> **Your objective**:
Tally the lines of the records below that include the word "roof", and write down only that tally.

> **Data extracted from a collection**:
+++

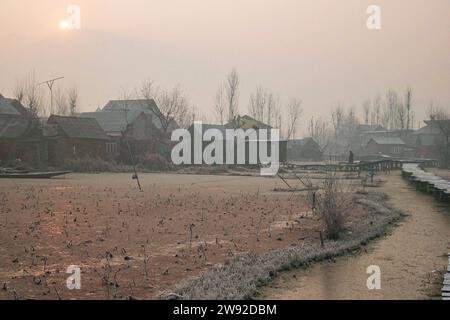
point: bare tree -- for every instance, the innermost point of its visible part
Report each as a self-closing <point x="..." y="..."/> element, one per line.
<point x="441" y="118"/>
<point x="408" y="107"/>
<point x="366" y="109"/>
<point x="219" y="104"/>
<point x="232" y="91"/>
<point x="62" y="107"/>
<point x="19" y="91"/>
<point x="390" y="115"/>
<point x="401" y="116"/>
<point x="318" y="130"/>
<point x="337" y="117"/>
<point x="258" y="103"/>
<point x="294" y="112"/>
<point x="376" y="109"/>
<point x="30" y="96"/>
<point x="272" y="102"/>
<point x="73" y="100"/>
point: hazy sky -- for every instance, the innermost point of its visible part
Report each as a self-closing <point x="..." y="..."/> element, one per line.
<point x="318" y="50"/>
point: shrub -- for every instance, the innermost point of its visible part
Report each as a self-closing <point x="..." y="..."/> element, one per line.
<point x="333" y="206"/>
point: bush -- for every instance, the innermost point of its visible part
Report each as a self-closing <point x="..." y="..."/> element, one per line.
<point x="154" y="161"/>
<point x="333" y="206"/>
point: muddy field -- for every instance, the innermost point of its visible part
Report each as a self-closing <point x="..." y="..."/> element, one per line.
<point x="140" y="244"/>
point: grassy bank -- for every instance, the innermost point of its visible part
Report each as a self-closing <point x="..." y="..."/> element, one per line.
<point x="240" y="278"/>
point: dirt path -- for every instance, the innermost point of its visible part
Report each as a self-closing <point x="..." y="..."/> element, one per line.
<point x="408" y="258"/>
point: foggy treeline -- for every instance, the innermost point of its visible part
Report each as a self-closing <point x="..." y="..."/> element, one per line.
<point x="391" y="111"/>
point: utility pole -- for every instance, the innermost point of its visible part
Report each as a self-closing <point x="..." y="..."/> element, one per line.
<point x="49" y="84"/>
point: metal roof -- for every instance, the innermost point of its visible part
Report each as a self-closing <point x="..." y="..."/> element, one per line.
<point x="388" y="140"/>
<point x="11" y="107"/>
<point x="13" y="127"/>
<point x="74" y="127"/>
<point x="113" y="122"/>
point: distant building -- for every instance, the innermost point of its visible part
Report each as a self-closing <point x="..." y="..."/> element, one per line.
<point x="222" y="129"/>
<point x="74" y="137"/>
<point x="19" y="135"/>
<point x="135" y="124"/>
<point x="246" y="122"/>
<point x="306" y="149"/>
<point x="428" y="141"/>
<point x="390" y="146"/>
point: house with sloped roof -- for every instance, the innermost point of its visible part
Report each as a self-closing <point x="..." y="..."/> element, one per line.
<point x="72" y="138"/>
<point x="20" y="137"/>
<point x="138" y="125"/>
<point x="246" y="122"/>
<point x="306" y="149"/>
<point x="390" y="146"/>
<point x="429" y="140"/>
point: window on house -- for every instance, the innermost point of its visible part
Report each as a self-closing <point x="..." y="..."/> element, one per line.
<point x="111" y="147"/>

+++

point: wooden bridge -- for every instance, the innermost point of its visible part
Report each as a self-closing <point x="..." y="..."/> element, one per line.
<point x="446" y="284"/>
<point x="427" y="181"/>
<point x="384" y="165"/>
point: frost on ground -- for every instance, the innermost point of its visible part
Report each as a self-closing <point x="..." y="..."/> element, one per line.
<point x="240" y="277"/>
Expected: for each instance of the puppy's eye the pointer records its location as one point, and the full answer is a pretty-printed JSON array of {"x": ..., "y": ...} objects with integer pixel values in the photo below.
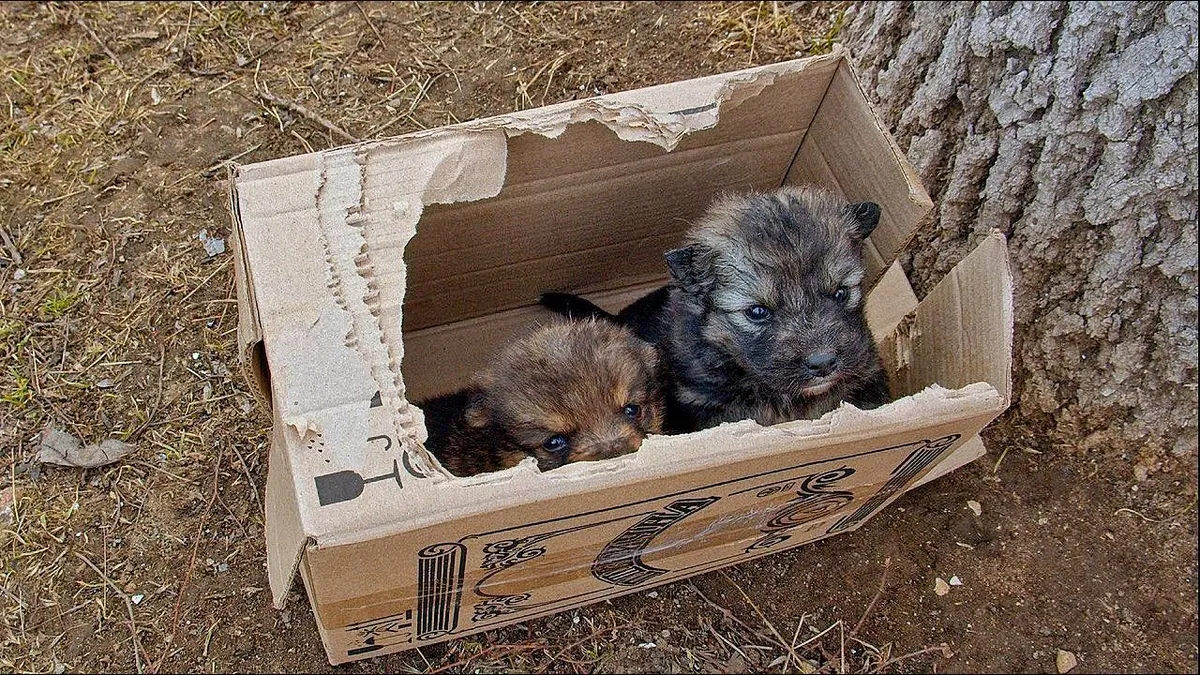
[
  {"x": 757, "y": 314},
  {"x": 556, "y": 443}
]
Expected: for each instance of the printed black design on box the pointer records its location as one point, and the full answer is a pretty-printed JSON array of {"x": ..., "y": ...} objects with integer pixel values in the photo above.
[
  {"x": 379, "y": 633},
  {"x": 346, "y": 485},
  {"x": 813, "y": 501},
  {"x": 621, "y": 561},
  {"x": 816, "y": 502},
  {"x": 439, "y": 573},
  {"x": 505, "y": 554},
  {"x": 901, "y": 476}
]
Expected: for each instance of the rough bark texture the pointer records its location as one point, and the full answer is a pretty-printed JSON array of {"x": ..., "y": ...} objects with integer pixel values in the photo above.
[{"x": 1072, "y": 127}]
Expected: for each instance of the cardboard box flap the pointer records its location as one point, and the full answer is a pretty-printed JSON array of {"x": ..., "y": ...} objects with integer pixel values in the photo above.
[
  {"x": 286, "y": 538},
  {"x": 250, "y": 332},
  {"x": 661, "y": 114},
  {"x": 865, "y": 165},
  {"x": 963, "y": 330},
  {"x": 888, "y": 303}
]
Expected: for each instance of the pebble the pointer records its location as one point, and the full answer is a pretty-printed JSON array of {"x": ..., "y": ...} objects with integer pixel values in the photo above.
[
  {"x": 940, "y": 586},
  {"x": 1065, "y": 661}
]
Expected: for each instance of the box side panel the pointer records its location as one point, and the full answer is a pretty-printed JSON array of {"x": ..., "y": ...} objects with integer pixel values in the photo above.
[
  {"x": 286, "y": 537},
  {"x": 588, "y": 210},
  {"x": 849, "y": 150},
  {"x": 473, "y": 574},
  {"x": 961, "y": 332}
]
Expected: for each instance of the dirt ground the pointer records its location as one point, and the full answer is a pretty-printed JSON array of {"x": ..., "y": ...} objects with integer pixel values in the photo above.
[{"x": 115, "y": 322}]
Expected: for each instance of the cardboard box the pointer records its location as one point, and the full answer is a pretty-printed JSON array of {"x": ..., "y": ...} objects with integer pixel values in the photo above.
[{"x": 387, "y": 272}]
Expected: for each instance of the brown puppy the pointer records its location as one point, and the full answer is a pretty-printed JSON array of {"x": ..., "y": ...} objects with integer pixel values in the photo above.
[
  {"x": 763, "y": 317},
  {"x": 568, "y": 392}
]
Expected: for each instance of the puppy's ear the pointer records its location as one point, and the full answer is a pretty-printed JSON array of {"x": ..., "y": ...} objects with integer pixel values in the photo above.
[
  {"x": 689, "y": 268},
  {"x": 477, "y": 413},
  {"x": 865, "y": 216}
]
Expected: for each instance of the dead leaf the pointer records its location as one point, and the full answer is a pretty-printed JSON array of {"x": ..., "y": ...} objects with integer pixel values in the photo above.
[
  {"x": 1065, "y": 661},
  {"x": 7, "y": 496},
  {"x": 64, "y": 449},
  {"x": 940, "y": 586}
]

+++

> **Response to the task**:
2